§ **PASSAGE PROVIDED**:
┌──
Deloitte reveals the future of financial services

16.04.2021 | 09:47 Home / News / Fintech /
#Deloitte #financial services

Deloitte has published a report on the future of financial services “A higher bottom line. The future of financial services”, in which the company’s experts name the main challenges and promising technologies for banks and financial companies for the next 10 years. Frank Media reports several theses from the report.

In that period, the following areas will play the key role: resolution of social problems; increase of clients’ trust; strengthening the control over personal data, and more careful use of it; change of approach to clients, which includes the ability to maintain and satisfy growing expectations; search for new revenue sources in cooperation with fintech companies and digital giants; creation of alliances; and development of ecosystems.

A recent survey of 195 U.S. financial institution leaders found that more than three-quarters felt that the pandemic uncovered shortcomings in their firms’ digital capabilities. Respondents also cited cloud, cybersecurity and data privacy, and data analytics as areas their companies prioritized for increased investment.

The future of finance. Technological innovation will drastically change the financial services industry, for example:

- Machine learning will allow banks and investment managers to provide customers with hyper-personalized spending and investing recommendations and take proactive actions on their behalf to maximize their long-term financial wellbeing.

- Blockchain will provide customers the ability to seamlessly and instantly exchange value and perform transactions in more transparent, secure, and distributed ways.

- IoT will help insurers and other financial services providers more seamlessly integrate into the lives of their customers, much the way fitness and health providers have.

- AI-powered advisers and new platforms will reach customers who were previously unable to access investment opportunities.
└──
§ **RECORDED INFORMATION**:
┌──
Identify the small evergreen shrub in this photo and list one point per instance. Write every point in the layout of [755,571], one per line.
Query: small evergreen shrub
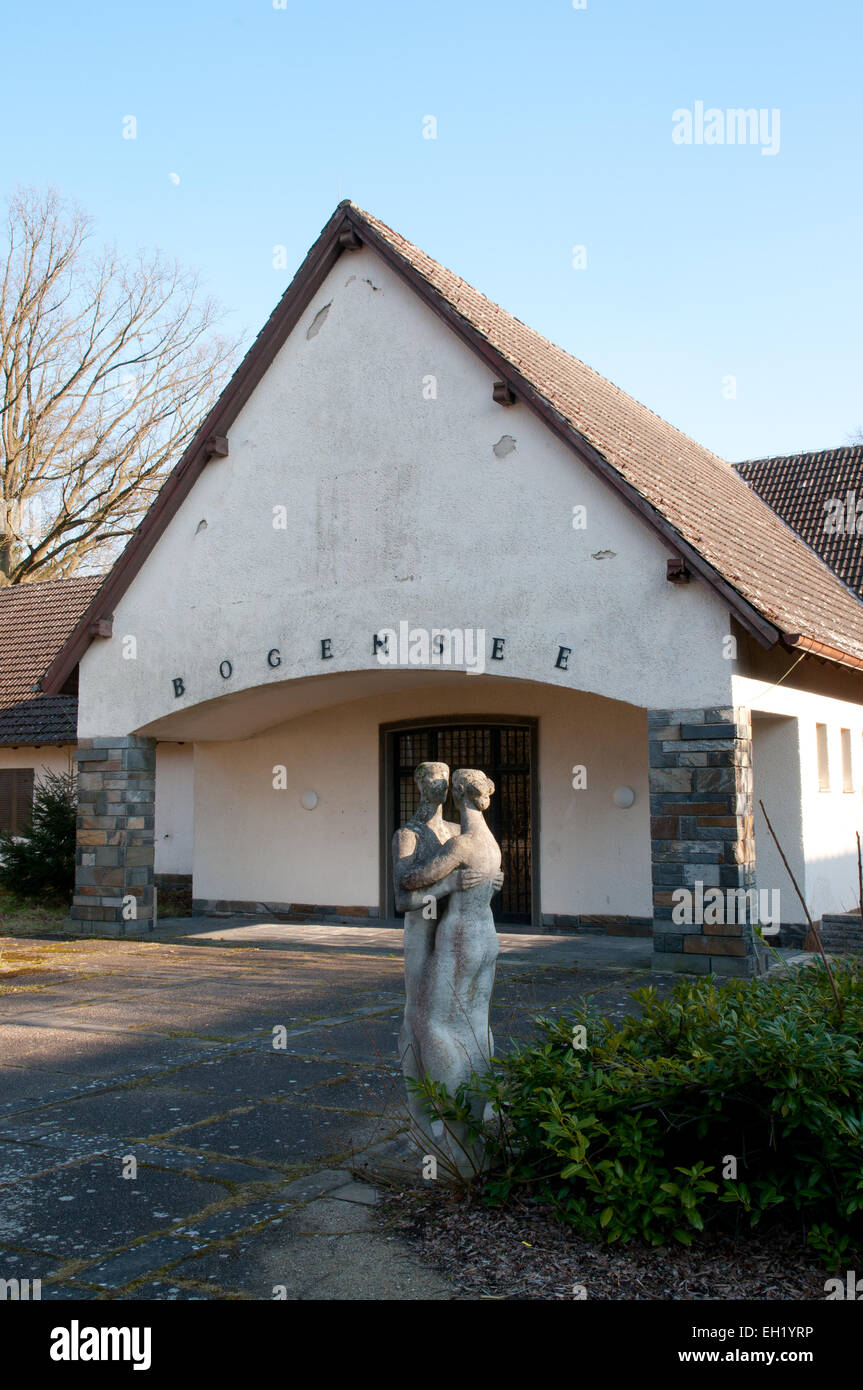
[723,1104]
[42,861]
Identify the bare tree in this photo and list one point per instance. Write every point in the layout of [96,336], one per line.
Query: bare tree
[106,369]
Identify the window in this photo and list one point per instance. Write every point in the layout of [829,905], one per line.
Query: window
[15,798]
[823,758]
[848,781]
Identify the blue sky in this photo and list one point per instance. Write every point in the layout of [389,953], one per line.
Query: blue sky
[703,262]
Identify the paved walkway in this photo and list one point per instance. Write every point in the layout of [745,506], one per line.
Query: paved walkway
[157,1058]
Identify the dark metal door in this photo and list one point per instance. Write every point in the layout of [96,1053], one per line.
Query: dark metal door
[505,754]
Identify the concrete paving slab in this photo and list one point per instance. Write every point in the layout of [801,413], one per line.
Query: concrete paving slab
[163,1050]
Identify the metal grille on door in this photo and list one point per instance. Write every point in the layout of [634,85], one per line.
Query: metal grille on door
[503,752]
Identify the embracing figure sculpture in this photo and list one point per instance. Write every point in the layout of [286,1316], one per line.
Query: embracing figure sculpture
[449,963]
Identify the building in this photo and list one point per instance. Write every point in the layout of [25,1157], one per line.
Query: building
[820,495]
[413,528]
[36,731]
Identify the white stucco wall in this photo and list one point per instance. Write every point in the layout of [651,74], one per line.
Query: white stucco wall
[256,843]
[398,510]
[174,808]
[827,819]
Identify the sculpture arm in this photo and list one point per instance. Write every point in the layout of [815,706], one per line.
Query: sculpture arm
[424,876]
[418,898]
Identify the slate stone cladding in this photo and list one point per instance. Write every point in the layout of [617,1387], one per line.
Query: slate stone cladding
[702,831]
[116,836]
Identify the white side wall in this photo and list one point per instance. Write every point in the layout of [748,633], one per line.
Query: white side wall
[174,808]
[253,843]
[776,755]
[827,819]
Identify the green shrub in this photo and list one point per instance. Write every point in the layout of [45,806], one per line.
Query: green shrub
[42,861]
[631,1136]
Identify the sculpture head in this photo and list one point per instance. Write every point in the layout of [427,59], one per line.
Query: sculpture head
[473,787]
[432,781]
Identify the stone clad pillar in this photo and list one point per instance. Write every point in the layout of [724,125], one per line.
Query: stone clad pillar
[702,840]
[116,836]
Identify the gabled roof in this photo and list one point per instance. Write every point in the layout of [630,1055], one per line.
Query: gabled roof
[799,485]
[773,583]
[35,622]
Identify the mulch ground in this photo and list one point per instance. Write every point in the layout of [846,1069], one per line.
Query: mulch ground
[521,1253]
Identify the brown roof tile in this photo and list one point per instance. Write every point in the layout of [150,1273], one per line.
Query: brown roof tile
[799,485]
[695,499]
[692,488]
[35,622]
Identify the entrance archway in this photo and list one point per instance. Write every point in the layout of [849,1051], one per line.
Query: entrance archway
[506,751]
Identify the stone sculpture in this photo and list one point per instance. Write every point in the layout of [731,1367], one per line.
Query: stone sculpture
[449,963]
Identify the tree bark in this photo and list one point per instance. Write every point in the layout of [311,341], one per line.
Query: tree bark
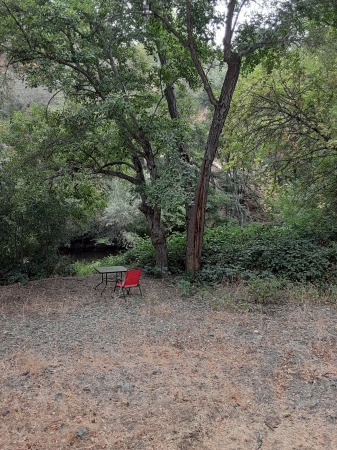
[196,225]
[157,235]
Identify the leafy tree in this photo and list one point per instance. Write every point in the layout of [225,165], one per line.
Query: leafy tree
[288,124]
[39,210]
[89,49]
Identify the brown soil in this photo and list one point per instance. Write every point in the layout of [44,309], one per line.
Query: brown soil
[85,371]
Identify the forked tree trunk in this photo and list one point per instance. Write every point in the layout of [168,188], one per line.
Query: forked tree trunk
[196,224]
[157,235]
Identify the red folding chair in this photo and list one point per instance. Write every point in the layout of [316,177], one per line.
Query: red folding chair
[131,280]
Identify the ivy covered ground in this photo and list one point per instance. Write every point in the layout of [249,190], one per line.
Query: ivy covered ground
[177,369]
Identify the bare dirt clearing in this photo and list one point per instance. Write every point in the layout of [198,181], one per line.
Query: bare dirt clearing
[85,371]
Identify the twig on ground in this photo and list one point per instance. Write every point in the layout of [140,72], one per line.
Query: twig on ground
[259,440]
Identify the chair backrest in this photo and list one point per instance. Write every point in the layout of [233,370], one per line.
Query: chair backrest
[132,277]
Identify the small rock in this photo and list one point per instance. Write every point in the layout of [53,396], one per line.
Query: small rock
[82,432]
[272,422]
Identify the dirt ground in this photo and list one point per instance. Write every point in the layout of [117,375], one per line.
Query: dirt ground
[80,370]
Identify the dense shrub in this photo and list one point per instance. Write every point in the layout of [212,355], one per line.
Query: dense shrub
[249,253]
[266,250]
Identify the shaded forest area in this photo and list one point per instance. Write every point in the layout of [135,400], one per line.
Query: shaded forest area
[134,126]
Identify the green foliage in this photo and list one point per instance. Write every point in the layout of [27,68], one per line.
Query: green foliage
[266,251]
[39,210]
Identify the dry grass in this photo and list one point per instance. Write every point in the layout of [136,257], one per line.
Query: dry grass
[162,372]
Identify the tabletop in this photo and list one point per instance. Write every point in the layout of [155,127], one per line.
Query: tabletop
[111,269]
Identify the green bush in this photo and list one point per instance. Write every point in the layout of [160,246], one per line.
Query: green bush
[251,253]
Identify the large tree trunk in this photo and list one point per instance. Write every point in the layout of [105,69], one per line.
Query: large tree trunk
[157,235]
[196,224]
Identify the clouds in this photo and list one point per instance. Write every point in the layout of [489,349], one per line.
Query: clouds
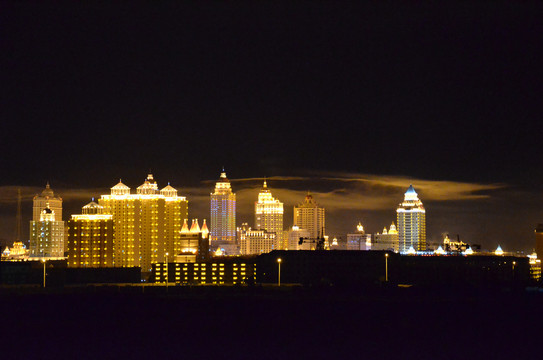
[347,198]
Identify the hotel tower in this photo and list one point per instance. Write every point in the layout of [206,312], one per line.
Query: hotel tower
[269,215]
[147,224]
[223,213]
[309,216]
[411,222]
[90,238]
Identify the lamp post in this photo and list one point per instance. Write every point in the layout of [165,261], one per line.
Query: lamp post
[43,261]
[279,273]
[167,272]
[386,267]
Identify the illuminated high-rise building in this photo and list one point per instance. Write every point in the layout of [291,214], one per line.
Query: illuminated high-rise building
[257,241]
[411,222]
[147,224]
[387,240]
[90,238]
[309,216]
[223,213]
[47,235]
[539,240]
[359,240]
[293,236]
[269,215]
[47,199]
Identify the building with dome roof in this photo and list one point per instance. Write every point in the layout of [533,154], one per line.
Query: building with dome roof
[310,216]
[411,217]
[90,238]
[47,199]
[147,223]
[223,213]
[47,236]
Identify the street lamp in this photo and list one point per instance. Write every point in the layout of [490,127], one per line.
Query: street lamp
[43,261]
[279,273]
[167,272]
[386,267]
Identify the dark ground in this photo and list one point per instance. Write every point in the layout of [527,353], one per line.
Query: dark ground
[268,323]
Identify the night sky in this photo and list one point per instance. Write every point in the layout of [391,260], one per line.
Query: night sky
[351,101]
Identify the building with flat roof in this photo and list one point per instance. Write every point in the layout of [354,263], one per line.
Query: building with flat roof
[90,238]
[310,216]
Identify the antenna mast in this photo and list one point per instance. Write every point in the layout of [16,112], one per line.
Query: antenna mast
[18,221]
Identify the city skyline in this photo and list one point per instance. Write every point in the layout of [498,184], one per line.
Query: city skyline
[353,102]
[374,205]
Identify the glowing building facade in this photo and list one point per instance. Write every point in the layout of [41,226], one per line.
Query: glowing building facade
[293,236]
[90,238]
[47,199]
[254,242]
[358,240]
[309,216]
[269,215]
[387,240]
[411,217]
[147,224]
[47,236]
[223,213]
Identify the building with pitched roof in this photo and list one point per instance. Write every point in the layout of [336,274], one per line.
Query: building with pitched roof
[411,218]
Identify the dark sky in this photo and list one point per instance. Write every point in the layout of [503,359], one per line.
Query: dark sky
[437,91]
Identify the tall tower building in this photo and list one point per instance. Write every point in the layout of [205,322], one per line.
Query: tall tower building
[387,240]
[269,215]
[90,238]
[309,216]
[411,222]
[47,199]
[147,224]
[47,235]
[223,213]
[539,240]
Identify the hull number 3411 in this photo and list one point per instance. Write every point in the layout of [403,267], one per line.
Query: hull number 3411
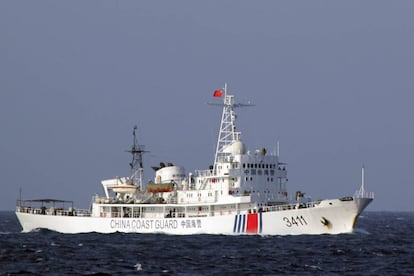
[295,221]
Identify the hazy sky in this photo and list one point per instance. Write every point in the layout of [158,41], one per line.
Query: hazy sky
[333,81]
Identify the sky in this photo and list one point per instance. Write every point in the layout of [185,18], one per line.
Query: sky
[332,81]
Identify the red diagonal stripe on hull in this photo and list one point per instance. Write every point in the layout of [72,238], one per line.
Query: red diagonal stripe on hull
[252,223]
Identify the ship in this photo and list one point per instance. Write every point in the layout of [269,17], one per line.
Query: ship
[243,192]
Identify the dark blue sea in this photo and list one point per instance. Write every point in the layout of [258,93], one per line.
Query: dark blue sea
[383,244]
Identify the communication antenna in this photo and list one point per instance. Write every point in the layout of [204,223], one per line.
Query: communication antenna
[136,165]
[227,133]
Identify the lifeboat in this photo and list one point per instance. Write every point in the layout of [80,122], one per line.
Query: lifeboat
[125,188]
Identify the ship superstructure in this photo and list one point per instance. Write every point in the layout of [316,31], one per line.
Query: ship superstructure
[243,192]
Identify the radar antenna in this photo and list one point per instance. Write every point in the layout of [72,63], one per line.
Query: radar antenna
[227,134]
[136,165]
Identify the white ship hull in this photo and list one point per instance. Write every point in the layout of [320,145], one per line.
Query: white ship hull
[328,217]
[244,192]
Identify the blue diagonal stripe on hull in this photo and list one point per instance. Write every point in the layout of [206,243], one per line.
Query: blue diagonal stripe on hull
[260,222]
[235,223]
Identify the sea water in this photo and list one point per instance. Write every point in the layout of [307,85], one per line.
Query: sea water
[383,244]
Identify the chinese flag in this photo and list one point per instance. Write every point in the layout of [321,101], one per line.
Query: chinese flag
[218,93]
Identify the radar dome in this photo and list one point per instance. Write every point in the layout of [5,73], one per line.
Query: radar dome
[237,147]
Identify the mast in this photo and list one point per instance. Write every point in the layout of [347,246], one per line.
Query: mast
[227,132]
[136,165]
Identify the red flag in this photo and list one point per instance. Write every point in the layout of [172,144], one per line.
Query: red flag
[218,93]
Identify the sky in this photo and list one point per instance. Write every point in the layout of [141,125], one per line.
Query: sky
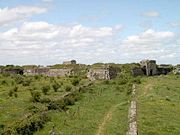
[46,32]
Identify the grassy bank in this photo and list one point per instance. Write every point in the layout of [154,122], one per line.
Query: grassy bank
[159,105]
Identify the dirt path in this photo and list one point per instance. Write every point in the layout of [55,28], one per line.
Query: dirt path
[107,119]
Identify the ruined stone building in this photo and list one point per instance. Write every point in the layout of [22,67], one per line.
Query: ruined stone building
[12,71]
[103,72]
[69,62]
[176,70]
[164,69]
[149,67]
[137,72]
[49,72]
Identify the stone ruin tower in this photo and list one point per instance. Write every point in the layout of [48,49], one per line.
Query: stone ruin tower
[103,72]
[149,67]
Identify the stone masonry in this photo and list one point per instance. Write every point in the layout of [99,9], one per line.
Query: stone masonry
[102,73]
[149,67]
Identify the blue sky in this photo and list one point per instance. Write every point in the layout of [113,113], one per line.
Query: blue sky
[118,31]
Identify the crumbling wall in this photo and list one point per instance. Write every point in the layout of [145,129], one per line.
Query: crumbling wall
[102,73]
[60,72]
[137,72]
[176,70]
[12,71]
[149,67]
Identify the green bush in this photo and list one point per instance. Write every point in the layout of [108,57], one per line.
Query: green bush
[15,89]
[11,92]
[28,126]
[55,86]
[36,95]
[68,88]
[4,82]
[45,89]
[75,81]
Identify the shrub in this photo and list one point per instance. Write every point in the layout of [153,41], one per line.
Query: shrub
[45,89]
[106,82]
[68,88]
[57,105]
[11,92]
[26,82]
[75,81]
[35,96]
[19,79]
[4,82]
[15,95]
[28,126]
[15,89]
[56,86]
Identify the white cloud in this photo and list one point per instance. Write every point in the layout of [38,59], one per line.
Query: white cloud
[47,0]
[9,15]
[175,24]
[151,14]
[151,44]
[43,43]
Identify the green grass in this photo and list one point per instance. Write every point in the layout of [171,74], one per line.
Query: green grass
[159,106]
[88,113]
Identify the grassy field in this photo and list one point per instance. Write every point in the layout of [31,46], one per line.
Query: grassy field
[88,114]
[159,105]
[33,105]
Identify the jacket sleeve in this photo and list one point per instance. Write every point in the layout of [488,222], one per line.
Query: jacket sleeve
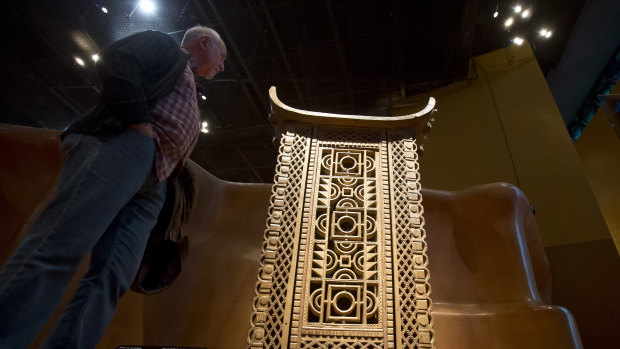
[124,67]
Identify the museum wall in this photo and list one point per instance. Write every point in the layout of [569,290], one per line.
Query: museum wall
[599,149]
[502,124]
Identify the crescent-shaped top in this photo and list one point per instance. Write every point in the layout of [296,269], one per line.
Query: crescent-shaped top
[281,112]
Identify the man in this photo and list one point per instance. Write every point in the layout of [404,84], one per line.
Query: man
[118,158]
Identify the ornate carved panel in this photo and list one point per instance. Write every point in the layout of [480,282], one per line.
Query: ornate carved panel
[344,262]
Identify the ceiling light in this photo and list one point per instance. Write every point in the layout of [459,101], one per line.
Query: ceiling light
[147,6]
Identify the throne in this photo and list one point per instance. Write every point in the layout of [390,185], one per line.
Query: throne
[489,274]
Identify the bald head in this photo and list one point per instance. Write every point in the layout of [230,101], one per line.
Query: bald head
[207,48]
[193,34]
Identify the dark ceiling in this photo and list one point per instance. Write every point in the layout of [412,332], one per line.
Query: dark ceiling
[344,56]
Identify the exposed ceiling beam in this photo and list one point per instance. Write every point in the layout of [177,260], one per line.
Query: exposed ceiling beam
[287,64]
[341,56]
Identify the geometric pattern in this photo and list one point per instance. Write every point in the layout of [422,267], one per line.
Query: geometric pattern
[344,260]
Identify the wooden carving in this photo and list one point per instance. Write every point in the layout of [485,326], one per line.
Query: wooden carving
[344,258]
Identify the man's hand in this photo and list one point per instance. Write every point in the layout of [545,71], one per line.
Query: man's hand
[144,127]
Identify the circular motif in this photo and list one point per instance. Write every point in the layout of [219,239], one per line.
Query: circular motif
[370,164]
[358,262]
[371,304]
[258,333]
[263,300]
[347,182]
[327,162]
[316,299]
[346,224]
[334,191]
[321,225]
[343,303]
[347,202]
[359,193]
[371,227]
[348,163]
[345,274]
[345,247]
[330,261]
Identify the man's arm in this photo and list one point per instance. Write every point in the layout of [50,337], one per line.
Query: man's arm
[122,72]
└──
§ **PROBLEMS TO SOLVE**:
1 > In the article on Deloitte's future-of-financial-services report, how many U.S. financial institution leaders took part in the survey it mentions?
2 > Pick up the article on Deloitte's future-of-financial-services report after its final sentence and keep writing.

§ **SOLVED TASKS**:
1 > 195

2 >
- Advancements in 5G and subsequent generation infrastructure will enable latency-free mobile access to financial services offerings through wearable and embedded interfaces.

Regulations. Over the next decade, regulation will continue to play a critical role in shaping the financial services industry and its ability to respond to new technology. While regulation can often lag innovation and society’s expectations, authorities are increasingly receptive to advancements that spur competition, enable broader access to financial services, and prioritize data privacy and security

Data access. Access to data flows is becoming a critical resource. Financial institutions and banks’ ability to design solutions and business models that meet customer expectations and enable integration across organizations will hinge on access to and insights from flows of data. Data is becoming a key factor of creating value.

EU regulators have already proposed making it easier for companies to gain access to each other’s data as a means of promoting innovation, such as encouraging manufacturing, energy, agriculture, and health care businesses to engage in a “single market for data”, Deloitte experts write.

The more effective financial services companies are at harnessing data, the greater the advantage they’ll have in attracting and retaining customers. On the flip side, the more data that firms collect (and customers agree to share), the higher the risk that the data will be compromised. To remain competitive, financial services players will need to reinvent their existing data strategies and tools and balance cooperative data-sharing through alliances with maintaining stringent control over proprietary information.

Lack of experts. The U.S. financial services industry is expected to face the greatest talent gap of any sector, with a deficit of 1.7 million workers, Deloitte estimates. Some talent shortages will be in already-prioritized areas like data science, AI, and UCD (user-centered design).

Deeply human skills—like creativity, critical thinking, collaboration, and emotional intelligence—will also be critical, as they are integral to understanding and effectively interacting with customers and other stakeholders in ways that are difficult to automate. The financial services industry will see emergence of “superjobs”– roles that aggregate jobs previously performed by multiple people.

In a recent Deloitte survey, 72% of financial services executives identified “the ability of their people to adapt, reskill, and assume new roles” as a high-priority item to navigate future disruptions, and the number of leaders highlighting the need to transform worker roles has doubled since the onset of the pandemic.

The pandemic has changed the approach to labor management: for many banks, it is normal now to see staff switch to remote working.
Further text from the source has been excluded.